**Tasks to perform**
[1] From the mailing-list thread about Solr CPU usage, pull out the passage starting with "After restart it" and going on through "4 CPU cores.".
[2] Sum up the mailing-list thread about Solr CPU usage in two sentences.
[3] Write the next part of the mailing-list thread about Solr CPU usage, picking up after its last line.

**Given text**
You are viewing a plain text version of this content. The canonical link for it is here.

Posted to solr-user@lucene.apache.org by heaven <ah...@gmail.com> on 2014/12/18 23:36:59 UTC

Endless 100% CPU usage on searcherExecutor thread

Hi,

We have 2 shards, each one has 2 replicas and each Solr instance has a
single thread that constantly uses 100% of CPU:
<http://lucene.472066.n3.nabble.com/file/n4175088/Screenshot_896.png> 

After restart it is running normally for some time (approximately until Solr
comes close to Xmx limit), then the mentioned thread start consuming one
CPU. 4 solr instances = minus 4 CPU cores.

We do not commit manually and the search is not used too intensively.

{code}
<autoCommit>
  <maxDocs>25000</maxDocs>
  <maxTime>300000</maxTime>
  <openSearcher>false</openSearcher> 
</autoCommit>

<autoSoftCommit>
  <maxTime>15000</maxTime>
</autoSoftCommit>
{code}

So I was wondering if that's correct, if this is supposed to be or if
something is wrong with our configuration or with Solr.

Thanks,
Alex



--
View this message in context: http://lucene.472066.n3.nabble.com/Endless-100-CPU-usage-on-searcherExecutor-thread-tp4175088.html
Sent from the Solr - User mailing list archive at Nabble.com.

Re: Endless 100% CPU usage on searcherExecutor thread

Posted by heaven <ah...@gmail.com>.

In general we do not have too complex filters, but I decreased the
filterCache autowarm count to 256, will see how it performs during a month
or so before take any changes on it.

It also seems that adding more shards could improve the situation. We have
16 CPU cores and SSD RAID 10, so I think it should be possible to increase
the number of shards from 2 to 5 or even 8.

**Extracted data**
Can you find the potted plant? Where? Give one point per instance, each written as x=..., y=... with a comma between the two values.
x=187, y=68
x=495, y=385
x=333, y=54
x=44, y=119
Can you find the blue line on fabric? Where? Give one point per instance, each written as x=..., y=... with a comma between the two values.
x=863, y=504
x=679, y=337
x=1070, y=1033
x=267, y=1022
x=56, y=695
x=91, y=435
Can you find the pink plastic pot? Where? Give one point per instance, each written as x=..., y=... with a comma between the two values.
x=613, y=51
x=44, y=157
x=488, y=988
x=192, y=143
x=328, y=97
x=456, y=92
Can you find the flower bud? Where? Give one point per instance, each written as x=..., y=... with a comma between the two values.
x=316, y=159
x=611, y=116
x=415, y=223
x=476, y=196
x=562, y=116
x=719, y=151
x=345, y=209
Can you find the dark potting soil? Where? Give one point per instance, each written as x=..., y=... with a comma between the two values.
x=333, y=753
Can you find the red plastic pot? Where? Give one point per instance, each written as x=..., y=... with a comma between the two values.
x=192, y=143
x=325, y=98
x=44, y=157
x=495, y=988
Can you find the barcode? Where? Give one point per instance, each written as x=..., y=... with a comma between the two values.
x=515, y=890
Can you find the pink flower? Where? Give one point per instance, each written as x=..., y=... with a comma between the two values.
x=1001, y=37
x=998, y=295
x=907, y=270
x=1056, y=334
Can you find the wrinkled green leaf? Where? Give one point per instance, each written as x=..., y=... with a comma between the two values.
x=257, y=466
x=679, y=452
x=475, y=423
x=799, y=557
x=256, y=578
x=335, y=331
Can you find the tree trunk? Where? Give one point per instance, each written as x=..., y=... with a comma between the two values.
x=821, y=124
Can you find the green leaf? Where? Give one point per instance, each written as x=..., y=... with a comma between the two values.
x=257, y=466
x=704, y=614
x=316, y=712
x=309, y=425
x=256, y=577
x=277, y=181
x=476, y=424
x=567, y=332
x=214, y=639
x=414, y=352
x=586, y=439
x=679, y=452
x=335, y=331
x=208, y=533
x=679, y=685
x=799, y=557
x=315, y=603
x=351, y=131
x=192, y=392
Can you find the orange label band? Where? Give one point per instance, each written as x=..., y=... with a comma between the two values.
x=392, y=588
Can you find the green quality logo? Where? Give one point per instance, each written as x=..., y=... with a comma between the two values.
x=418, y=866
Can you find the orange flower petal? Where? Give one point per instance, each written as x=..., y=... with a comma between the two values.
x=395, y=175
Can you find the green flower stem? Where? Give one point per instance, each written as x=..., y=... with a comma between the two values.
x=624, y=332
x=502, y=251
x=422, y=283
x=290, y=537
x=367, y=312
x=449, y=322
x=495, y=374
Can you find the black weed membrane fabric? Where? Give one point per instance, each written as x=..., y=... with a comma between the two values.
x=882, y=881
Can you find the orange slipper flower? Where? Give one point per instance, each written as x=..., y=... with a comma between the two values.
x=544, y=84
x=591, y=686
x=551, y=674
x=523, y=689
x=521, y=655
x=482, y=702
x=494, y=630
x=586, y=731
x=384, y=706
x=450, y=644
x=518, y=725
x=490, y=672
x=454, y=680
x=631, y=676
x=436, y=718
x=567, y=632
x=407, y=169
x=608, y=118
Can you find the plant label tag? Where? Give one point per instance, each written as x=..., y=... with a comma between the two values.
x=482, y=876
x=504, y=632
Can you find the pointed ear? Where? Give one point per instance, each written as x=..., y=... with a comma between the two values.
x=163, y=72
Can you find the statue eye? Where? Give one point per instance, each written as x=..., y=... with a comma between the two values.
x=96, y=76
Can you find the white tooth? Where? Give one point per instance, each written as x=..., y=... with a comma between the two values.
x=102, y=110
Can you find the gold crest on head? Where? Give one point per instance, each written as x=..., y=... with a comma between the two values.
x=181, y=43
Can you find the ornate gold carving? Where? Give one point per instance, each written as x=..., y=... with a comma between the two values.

**Answers provided**
[1]
After restart it is running normally for some time (approximately until Solr
comes close to Xmx limit), then the mentioned thread start consuming one
CPU. 4 solr instances = minus 4 CPU cores.

[2] A user with two Solr shards of two replicas each reports that some time after a restart, roughly when Solr nears its Xmx limit, a searcherExecutor thread on each instance starts using 100% of a CPU core, even without manual commits and with light search use. The user asks whether this is expected or a problem with their configuration or Solr, and later says the filterCache autowarm count was lowered to 256 for about a month of observation and that going from 2 shards to 5 or 8 on their 16-core, SSD RAID 10 hardware might help.

[3]
--
View this message in context: http://lucene.472066.n3.nabble.com/Endless-100-CPU-usage-on-searcherExecutor-thread-tp4175088p4176046.html
Sent from the Solr - User mailing list archive at Nabble.com.

Re: Endless 100% CPU usage on searcherExecutor thread

Posted by Shawn Heisey <ap...@elyograg.org>.

On 12/23/2014 2:31 AM, heaven wrote:
> We do not use dates here, at least not too often. Usually its something like
> type:Profile (we do use it from the rails application so type describes
> model names), opted_in:true, etc. Solr wasn't running too long though, so
> this could not show the real state.
>
> Currently for the filter cache it shows 1 and 0.84 of the query results. I
> also increased the cache size to
> autowarm: 512, initial: 1024 and size 4096, which is actually never reached
> because of commits.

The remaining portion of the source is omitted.